* **MATERIAL FOR THIS EXERCISE**

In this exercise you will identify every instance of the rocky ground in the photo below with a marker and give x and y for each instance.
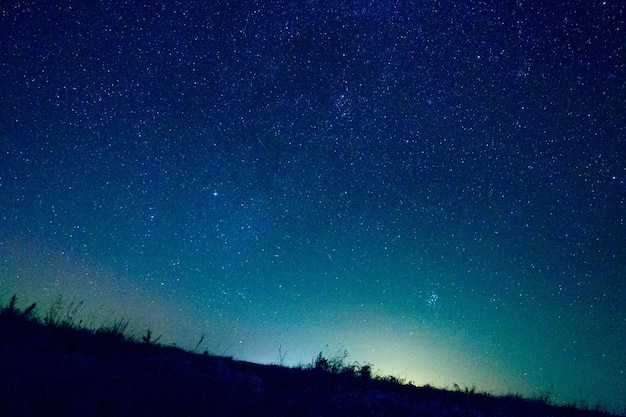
(61, 369)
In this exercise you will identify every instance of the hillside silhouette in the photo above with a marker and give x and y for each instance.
(55, 367)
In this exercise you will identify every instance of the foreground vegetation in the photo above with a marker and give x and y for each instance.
(56, 366)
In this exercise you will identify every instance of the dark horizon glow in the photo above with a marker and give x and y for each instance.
(437, 189)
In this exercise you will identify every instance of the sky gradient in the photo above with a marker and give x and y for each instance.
(436, 188)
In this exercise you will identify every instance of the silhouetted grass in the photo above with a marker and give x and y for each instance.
(58, 367)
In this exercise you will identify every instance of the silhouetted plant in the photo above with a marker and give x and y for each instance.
(12, 308)
(147, 338)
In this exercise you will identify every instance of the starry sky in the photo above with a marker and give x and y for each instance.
(436, 187)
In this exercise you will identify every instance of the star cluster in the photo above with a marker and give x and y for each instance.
(438, 188)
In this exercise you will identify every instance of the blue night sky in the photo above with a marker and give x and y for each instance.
(437, 187)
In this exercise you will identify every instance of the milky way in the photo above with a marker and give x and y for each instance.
(436, 188)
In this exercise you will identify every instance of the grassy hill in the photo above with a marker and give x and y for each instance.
(55, 367)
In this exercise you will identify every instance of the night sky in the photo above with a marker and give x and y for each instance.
(436, 187)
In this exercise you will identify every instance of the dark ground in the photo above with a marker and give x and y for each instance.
(62, 370)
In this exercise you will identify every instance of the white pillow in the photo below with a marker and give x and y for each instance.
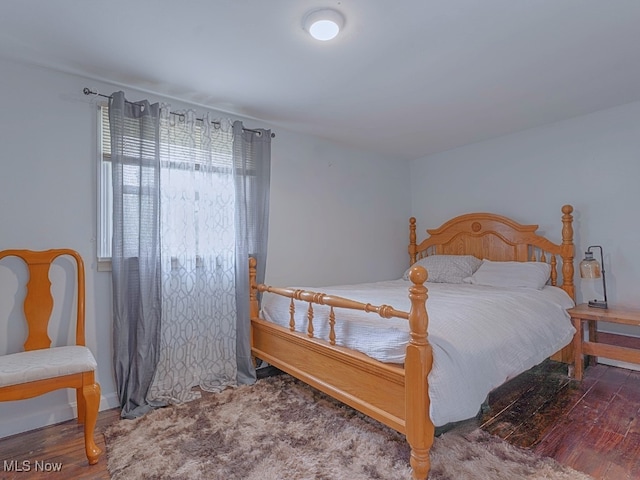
(447, 268)
(511, 274)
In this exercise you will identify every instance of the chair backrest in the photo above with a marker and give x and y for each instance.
(38, 301)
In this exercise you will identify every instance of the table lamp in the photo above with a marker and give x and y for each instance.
(590, 268)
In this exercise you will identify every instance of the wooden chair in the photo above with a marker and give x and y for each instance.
(41, 368)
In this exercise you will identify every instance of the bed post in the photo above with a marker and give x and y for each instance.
(418, 362)
(254, 307)
(412, 240)
(567, 251)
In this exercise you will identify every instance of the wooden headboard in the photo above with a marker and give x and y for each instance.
(494, 237)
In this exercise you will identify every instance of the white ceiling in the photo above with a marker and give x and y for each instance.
(405, 78)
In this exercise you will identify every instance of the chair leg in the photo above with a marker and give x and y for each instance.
(91, 404)
(81, 405)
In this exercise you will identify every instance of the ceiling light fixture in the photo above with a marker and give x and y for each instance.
(323, 24)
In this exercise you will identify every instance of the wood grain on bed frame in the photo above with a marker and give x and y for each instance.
(397, 395)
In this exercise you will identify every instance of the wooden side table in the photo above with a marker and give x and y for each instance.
(583, 313)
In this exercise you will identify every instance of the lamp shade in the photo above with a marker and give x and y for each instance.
(590, 267)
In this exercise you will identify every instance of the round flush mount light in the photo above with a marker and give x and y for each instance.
(323, 24)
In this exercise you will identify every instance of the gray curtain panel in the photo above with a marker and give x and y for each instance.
(252, 170)
(135, 256)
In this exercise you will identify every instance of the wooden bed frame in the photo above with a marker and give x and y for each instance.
(397, 395)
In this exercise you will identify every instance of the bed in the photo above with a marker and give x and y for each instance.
(308, 336)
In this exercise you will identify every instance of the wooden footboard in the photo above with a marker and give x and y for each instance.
(395, 396)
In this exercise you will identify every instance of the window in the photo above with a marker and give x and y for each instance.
(105, 190)
(179, 154)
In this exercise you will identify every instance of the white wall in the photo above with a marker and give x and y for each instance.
(48, 199)
(591, 162)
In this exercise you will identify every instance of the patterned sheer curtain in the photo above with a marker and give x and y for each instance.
(198, 232)
(189, 324)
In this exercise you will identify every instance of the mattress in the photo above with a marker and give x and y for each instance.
(481, 336)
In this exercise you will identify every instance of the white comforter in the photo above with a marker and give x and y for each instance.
(481, 336)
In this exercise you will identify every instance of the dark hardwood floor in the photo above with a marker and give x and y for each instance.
(592, 426)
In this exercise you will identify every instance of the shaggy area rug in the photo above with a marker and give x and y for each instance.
(281, 429)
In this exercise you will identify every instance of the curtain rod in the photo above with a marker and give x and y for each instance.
(88, 91)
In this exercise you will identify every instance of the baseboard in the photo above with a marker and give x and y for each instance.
(44, 417)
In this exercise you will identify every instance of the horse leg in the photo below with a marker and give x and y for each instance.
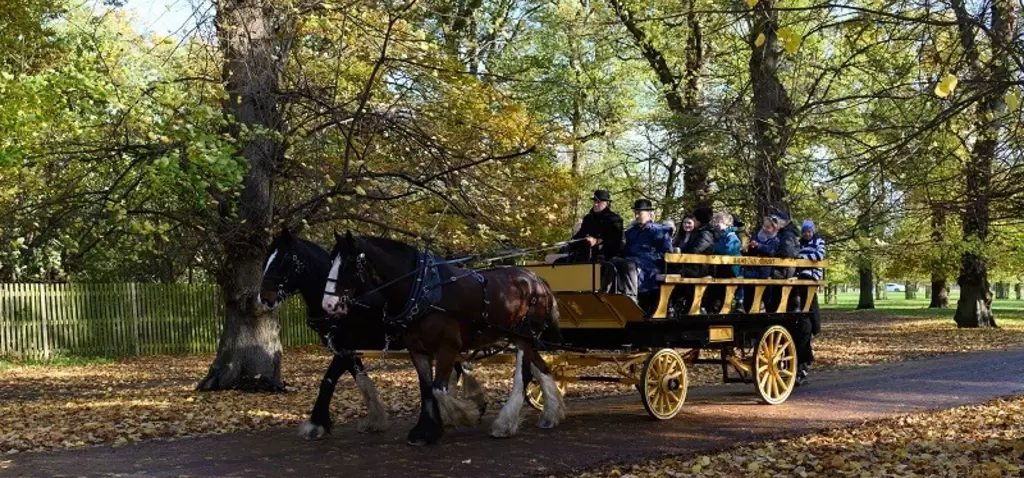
(320, 419)
(471, 388)
(507, 422)
(554, 406)
(428, 429)
(376, 420)
(455, 410)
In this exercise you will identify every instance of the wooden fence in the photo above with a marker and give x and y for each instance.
(39, 320)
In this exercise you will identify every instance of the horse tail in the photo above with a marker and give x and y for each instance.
(552, 332)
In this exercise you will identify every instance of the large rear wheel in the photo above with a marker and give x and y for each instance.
(663, 384)
(775, 365)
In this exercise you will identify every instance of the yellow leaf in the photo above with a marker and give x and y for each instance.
(792, 44)
(946, 85)
(1013, 100)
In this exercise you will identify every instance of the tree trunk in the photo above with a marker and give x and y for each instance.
(866, 288)
(940, 288)
(911, 290)
(772, 110)
(681, 101)
(992, 78)
(940, 293)
(249, 350)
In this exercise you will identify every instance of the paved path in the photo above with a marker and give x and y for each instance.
(596, 432)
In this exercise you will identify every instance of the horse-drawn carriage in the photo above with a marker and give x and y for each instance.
(445, 310)
(611, 329)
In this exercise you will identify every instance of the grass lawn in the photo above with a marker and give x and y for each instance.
(80, 402)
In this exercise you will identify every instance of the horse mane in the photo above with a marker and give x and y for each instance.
(390, 246)
(314, 249)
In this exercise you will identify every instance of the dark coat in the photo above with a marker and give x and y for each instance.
(701, 242)
(605, 225)
(646, 247)
(788, 248)
(767, 247)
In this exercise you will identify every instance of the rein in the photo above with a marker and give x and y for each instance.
(419, 290)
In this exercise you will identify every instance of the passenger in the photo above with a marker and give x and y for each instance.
(812, 247)
(764, 244)
(700, 241)
(689, 225)
(726, 244)
(788, 245)
(643, 256)
(601, 229)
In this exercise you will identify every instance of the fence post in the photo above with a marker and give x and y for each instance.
(134, 316)
(45, 317)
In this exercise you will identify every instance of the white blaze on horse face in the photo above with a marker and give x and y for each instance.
(269, 261)
(331, 300)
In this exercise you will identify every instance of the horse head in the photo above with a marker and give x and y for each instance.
(347, 274)
(282, 270)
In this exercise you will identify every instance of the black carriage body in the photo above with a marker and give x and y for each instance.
(680, 332)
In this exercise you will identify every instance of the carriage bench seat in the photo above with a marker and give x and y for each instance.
(670, 281)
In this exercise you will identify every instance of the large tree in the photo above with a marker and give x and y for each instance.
(255, 38)
(989, 72)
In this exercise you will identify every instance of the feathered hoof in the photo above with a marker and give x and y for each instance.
(504, 430)
(370, 425)
(310, 431)
(547, 424)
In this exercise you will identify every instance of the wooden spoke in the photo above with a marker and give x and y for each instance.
(775, 365)
(664, 384)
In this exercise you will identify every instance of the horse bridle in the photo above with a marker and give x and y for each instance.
(282, 280)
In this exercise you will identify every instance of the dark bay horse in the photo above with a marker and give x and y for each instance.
(295, 264)
(443, 310)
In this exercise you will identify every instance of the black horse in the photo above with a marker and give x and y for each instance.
(295, 264)
(446, 310)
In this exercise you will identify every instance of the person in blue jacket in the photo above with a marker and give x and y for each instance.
(726, 244)
(643, 255)
(765, 244)
(812, 247)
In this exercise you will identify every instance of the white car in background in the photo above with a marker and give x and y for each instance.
(892, 287)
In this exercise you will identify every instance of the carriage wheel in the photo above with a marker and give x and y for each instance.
(535, 395)
(775, 365)
(663, 384)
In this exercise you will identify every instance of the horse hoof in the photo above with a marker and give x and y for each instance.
(502, 433)
(310, 431)
(547, 424)
(372, 426)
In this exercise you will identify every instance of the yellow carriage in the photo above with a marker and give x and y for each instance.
(652, 351)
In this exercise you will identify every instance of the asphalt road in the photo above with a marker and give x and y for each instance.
(596, 432)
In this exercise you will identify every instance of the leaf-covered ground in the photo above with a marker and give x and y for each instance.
(984, 440)
(56, 406)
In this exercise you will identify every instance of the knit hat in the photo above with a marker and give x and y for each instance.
(781, 215)
(704, 214)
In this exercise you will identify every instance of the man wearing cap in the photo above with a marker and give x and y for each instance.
(812, 247)
(646, 244)
(601, 231)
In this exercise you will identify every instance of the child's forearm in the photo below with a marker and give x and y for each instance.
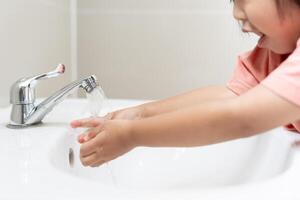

* **EXERCISE DETAILS**
Please rewrite as a numbered list the lines of the items starting at the line that contains "the yellow leaf" and ending at the line that contains "(1013, 100)", leaving out blank lines.

* **SOLUTION BELOW**
1. In this exercise you will identify every instance of the yellow leaf in the photo above with a marker and give x and y for each instance.
2. (792, 44)
3. (946, 85)
4. (1013, 100)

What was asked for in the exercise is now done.